● SELECTED TEXT
═══
Monday,   01-Jun-2020   01:00 PM (IST)

Indian government bond yields were higher in afternoon session, on concerns over the country's fiscal health after a sharp rise in the budget deficit for the previous financial year, and as a lack of steps so far by the central bank to support the market weighed. The benchmark 6.45% bond maturing in 2029 changed hands at 102.99 rupees, yielding 6.03%, at 1:00 p.m. in Mumbai, against 103.08 rupees, and a 6.01% yield, at previous close. The 5.79% 2030 bond was at 99.90 rupees, yielding 5.80%, against 100.04 rupees at previous close. The Indian rupee was at 75.54 to the dollar against 75.62 in the previous session. India’s fiscal deficit for the last financial year came in at 4.59% of gross domestic product, sharply wider than the government’s revised target of 3.8%. Fiscal deficit for April was 35.1% of the government’s estimate for this financial year. Deutsche Bank expects the federal government to announce more stimulus measures in the second half of this year, that will push up the fiscal deficit to 8% of GDP in this financial year against the 3.5% target. India has already increased its gross borrowing by 54% to 12 trillion rupees for this financial year. The federal government is keeping options open for further measures to support growth, a senior finance ministry official said last week. The country's economic growth in the last fiscal year slowed to an 11-year low of 4.2%, dragged down by the weak pace of expansion in fourth-quarter economic growth, which stood at 3.1% from a year earlier, its slowest rate in at least eight years. The coronavirus pandemic and the months-long lockdown starting Mar. 25 to contain the deadly virus have stalled economic activities and severely hurt government revenues. India has announced a phased lifting of the nationwide lockdown while maintaining restrictions in areas that are containment zones for the virus. The number of cases has spiked to 190,535, with 5,394 deaths so far. Crude oil prices fell ahead of an anticipated meeting of the Organization of the Petroleum Exporting Countries as early as this week, to discuss whether to extend record production cuts beyond the end of this month. The benchmark Brent crude oil contract was 0.2% lower at $37.74 per barrel. India imports over 80% of its crude oil requirements.
═══
(Dataset entries)
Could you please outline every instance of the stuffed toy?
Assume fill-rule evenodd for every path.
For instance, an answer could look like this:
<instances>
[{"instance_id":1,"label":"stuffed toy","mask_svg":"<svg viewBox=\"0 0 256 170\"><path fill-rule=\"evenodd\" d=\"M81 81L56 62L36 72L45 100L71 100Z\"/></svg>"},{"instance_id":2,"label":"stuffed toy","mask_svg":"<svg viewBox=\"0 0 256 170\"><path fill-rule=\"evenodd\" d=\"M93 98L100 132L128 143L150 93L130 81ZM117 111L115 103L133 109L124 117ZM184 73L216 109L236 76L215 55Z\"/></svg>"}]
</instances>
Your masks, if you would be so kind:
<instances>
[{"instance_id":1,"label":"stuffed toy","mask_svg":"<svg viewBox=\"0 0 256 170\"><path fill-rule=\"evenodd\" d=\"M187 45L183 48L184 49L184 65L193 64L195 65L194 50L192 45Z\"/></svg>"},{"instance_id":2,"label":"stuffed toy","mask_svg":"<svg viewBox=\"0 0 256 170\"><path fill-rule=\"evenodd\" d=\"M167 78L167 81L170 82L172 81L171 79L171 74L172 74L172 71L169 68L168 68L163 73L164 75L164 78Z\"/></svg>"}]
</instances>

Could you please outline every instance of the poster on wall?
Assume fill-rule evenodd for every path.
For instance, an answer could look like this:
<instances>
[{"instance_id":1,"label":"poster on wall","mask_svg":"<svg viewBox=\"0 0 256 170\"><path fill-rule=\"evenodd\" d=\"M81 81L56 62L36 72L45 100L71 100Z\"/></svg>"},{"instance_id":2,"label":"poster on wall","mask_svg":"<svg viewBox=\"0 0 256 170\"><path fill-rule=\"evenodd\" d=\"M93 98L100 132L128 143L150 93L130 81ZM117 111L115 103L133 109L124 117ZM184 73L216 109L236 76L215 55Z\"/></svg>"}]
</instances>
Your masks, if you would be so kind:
═══
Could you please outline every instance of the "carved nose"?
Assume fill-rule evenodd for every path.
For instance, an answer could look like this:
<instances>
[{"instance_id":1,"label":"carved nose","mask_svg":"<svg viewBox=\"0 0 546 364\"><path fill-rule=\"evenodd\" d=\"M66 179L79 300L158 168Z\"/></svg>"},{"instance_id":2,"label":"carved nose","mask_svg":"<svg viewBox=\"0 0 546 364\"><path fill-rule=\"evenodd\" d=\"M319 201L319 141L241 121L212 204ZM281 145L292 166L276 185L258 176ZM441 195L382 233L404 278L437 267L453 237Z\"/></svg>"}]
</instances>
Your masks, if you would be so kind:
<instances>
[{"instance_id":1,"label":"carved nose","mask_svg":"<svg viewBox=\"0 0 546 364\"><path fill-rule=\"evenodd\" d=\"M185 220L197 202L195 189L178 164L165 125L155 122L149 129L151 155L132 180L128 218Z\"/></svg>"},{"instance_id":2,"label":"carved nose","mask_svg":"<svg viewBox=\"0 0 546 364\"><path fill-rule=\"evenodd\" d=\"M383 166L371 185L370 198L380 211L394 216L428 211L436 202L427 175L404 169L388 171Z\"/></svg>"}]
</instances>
═══
● TASK INSTRUCTIONS
In the bond market report, what share of gross domestic product did India's fiscal deficit reach for the last financial year?

● REPLY TO THE EXERCISE
4.59% of gross domestic product